IV. — JACQUES DE CASTELNAU, LIEUTENANT DE TURENNE EN FLANDRE. SON ACTION AUX DUNES DE DUNKERQUE ET AU FORT LÉON

Si l’on voulait donner à de telles biographies le lourdes contes et faire en sorte que Perrault s’y mêlât à Plutarque, il faudrait demander aux Mémoires de Grammont un peu de cet accent à la fois martial et tendre avec lequel Hamilton nous parle des guerres. « En ce temps-là, dit en effet cet auteur, comme s’il allait nous narrer la Belle au Bois, de grands hommes commandaient de petites armées, et ces armées faisaient de grandes choses. » Ces grandes choses (nous l’avons vu au cours de ces pages), c’était la France victorieuse sur la Somme, puissante en Flandre et sur le Rhin : c’étaient aussi des actions hardies et fortes comme places conquises et batailles gagnées : Corbie, Fribourg ou Nordlingen.

## Bloc de données:
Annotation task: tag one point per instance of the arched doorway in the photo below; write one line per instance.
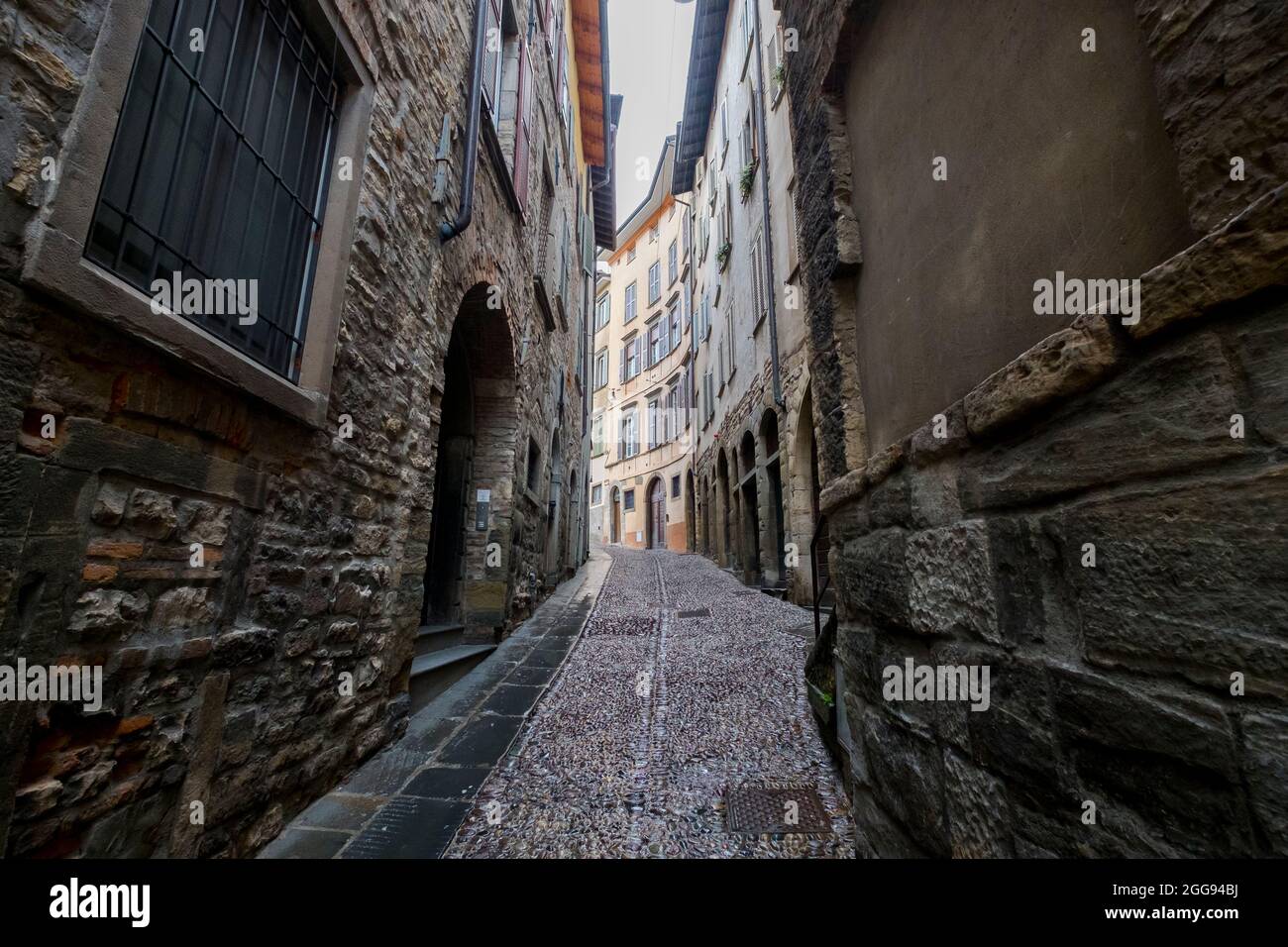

## Énoncé de l'exercice:
Recopiez à l'identique, dans l'extrait sur Jacques de Castelnau, tout le passage qui va de « IV. — JACQUES » jusqu'à « Fribourg ou Nordlingen. ».

## Corrigé:
IV. — JACQUES DE CASTELNAU, LIEUTENANT DE TURENNE EN FLANDRE. SON ACTION AUX DUNES DE DUNKERQUE ET AU FORT LÉON

Si l’on voulait donner à de telles biographies le lourdes contes et faire en sorte que Perrault s’y mêlât à Plutarque, il faudrait demander aux Mémoires de Grammont un peu de cet accent à la fois martial et tendre avec lequel Hamilton nous parle des guerres. « En ce temps-là, dit en effet cet auteur, comme s’il allait nous narrer la Belle au Bois, de grands hommes commandaient de petites armées, et ces armées faisaient de grandes choses. » Ces grandes choses (nous l’avons vu au cours de ces pages), c’était la France victorieuse sur la Somme, puissante en Flandre et sur le Rhin : c’étaient aussi des actions hardies et fortes comme places conquises et batailles gagnées : Corbie, Fribourg ou Nordlingen.